▶ _PROBLEM REQUIREMENTS_:
Copy the lines exactly as they appear, starting with the first line of the records and ending with the line that contains "Expected: for every instance of the window, the".

Dataset entries
►

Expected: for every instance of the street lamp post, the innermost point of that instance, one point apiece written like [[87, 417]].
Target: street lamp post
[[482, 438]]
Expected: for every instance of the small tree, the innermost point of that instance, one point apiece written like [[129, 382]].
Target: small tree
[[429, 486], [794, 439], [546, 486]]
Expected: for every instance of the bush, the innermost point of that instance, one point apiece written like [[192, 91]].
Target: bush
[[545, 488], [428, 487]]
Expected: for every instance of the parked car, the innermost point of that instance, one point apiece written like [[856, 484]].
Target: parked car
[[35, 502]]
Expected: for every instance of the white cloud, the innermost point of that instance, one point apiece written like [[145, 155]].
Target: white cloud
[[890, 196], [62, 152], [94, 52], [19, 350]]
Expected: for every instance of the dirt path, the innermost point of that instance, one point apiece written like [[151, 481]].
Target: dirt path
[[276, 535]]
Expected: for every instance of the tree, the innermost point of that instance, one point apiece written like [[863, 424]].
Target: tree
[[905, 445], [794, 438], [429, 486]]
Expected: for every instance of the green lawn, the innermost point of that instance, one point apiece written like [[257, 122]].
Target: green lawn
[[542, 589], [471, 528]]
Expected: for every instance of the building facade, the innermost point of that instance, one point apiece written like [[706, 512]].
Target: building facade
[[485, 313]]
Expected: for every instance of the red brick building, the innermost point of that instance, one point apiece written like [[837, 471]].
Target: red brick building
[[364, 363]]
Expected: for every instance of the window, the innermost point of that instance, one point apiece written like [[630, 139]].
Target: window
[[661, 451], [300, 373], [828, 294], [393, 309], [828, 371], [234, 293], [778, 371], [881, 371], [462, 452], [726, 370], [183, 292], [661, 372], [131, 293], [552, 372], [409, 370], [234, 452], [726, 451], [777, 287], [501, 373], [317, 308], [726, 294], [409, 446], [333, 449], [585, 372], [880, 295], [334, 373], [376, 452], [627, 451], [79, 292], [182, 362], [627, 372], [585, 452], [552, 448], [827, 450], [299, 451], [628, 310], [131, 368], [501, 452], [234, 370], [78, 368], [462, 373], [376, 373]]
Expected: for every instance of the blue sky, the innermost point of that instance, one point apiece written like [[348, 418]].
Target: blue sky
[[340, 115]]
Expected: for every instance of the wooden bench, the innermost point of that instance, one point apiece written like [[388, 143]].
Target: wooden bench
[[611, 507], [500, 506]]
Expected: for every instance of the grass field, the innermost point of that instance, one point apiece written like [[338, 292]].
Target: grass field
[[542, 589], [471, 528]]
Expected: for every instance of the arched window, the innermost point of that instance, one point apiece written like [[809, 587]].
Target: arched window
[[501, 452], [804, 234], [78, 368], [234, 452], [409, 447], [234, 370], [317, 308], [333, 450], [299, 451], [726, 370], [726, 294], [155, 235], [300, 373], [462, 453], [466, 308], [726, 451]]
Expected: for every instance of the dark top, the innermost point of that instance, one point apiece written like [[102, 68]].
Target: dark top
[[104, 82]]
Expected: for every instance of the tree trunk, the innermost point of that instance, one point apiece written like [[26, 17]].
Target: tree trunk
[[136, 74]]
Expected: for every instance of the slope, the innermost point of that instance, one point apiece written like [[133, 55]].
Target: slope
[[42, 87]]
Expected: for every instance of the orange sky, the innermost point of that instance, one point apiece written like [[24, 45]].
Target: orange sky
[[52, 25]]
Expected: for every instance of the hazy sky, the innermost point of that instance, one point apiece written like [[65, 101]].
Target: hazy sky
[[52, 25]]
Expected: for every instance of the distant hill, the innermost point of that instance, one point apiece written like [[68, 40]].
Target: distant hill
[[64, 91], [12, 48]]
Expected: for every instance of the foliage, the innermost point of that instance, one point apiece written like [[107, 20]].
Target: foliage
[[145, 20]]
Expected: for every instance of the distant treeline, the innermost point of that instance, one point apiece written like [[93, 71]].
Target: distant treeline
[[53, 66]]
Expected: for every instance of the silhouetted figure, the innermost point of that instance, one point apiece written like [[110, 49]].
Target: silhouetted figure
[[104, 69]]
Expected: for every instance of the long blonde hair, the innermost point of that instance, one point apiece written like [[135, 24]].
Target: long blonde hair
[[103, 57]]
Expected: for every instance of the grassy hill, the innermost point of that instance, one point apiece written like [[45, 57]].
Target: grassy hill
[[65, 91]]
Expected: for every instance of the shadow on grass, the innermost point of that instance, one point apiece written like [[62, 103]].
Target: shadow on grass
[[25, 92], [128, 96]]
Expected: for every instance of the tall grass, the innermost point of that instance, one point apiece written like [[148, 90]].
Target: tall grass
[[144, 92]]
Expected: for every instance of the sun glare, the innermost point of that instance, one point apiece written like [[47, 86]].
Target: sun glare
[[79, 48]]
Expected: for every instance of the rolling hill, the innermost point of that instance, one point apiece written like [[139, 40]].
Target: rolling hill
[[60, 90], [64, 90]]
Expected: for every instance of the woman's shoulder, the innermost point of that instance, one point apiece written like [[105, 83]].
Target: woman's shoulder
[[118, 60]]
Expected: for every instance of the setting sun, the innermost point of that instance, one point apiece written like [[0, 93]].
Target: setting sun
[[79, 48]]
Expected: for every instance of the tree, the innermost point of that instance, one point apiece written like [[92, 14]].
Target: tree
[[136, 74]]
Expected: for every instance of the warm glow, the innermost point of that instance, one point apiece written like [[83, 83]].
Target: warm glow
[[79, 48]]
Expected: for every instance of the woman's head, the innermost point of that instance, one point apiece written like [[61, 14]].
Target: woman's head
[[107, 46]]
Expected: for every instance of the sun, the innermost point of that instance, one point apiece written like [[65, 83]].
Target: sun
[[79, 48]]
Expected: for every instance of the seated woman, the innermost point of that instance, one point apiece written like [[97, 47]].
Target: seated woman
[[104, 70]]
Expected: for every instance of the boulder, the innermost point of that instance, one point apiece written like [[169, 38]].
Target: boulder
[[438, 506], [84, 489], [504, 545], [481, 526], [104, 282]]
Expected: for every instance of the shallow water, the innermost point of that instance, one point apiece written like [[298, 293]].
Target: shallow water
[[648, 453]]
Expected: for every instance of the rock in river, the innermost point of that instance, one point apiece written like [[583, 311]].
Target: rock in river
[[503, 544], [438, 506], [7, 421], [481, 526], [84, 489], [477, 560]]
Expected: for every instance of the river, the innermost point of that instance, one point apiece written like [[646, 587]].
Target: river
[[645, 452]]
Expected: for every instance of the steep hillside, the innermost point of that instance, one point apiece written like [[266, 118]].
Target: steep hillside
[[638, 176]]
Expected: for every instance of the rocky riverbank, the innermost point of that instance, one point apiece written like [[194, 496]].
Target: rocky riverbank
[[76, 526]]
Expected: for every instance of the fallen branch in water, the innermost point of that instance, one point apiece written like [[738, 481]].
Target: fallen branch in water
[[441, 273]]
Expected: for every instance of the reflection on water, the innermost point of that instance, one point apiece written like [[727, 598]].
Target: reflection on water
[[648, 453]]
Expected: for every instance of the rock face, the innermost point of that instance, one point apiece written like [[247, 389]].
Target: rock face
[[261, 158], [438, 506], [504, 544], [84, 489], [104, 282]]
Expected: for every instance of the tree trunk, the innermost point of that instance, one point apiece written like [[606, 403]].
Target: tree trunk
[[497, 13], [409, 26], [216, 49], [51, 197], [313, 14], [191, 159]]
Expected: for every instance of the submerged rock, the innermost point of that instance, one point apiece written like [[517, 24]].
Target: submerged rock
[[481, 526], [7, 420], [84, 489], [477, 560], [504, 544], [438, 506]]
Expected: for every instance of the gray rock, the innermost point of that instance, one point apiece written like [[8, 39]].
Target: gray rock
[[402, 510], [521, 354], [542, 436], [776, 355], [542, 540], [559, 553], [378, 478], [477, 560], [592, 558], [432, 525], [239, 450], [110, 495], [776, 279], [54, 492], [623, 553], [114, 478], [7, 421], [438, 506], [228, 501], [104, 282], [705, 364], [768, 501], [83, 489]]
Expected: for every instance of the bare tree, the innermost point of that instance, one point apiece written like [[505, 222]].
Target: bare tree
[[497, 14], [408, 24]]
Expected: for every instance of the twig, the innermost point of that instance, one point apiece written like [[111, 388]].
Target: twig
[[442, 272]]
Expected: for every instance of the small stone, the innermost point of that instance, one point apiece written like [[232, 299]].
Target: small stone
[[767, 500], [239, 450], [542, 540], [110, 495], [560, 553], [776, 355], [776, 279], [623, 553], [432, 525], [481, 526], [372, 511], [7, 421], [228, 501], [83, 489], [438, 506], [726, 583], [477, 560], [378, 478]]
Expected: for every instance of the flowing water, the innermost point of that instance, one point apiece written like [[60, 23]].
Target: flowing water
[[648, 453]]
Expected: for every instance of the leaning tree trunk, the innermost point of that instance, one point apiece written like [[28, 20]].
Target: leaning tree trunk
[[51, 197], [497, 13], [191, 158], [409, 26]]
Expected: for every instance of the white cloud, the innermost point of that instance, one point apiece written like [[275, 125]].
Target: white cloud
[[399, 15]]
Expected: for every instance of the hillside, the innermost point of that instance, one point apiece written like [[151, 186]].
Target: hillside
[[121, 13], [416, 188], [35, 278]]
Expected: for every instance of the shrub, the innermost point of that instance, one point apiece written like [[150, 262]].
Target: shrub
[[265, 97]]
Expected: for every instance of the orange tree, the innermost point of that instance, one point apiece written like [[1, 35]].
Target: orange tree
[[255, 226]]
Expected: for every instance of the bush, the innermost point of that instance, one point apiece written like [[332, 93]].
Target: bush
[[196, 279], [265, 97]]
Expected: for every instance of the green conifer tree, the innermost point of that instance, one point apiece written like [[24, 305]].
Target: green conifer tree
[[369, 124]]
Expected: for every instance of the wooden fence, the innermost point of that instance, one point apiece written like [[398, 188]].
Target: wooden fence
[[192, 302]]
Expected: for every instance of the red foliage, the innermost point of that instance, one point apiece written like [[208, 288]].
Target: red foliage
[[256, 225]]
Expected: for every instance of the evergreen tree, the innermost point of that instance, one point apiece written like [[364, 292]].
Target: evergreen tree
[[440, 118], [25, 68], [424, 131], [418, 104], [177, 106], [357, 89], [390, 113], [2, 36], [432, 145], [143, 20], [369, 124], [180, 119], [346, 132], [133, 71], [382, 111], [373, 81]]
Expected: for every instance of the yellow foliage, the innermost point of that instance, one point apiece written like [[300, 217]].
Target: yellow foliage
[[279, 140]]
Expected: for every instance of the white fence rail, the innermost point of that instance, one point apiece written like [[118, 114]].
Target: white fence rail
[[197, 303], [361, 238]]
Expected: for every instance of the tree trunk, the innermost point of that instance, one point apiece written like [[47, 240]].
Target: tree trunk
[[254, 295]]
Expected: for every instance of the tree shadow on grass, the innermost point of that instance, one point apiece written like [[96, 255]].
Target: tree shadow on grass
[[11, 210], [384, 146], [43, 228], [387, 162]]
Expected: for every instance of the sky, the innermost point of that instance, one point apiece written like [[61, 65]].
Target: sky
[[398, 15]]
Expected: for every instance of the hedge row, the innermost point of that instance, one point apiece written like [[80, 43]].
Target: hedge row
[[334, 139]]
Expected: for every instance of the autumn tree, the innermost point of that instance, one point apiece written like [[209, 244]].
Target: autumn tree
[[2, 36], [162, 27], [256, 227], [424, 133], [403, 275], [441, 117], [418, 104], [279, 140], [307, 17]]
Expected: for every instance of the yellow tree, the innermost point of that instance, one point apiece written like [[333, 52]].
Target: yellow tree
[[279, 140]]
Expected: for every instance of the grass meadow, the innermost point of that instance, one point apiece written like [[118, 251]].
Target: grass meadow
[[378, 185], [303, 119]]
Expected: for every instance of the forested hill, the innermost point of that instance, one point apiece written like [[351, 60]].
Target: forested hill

◄

▶ _ANSWER TO THE PROBLEM_:
Expected: for every instance of the street lamp post, the innermost point of that instance, one point apiece written like [[87, 417]].
Target: street lamp post
[[482, 438]]
Expected: for every instance of the small tree, the innermost point of that instance, one point apiece written like [[129, 382]].
Target: small tree
[[429, 486], [794, 439], [546, 486]]
Expected: for every instance of the bush, the innermost point of that instance, one point apiece written like [[192, 91]].
Target: bush
[[545, 488], [428, 487]]
Expected: for every instance of the parked car, the innermost point of that instance, one point apiece written like [[856, 484]].
Target: parked car
[[35, 502]]
Expected: for every instance of the white cloud, the innermost point of that instance, one point apiece written like [[145, 155]].
Target: white cloud
[[890, 196], [62, 152], [94, 52], [19, 350]]
Expected: for every instance of the dirt path, the innermost point of that instance, one point apiece written like [[151, 481]].
Target: dirt path
[[276, 535]]
Expected: for every instance of the tree, the innermost point of that instance, one point apiece written like [[863, 424]].
Target: tree
[[905, 445], [794, 438], [429, 486]]
Expected: for every instance of the green lawn, the innermost point of that instance, one point apiece written like [[257, 122]].
Target: green lawn
[[542, 589], [471, 528]]
Expected: for every instance of the building facade, the innermost point of that instance, one point apiece written like [[706, 512]].
Target: building facade
[[485, 313]]
Expected: for every instance of the red brick building, the innermost point of that instance, one point apiece written like [[837, 471]].
Target: red brick building
[[364, 363]]
Expected: for every instance of the window, the innermost point of that instance, one point apiece written like [[630, 139]].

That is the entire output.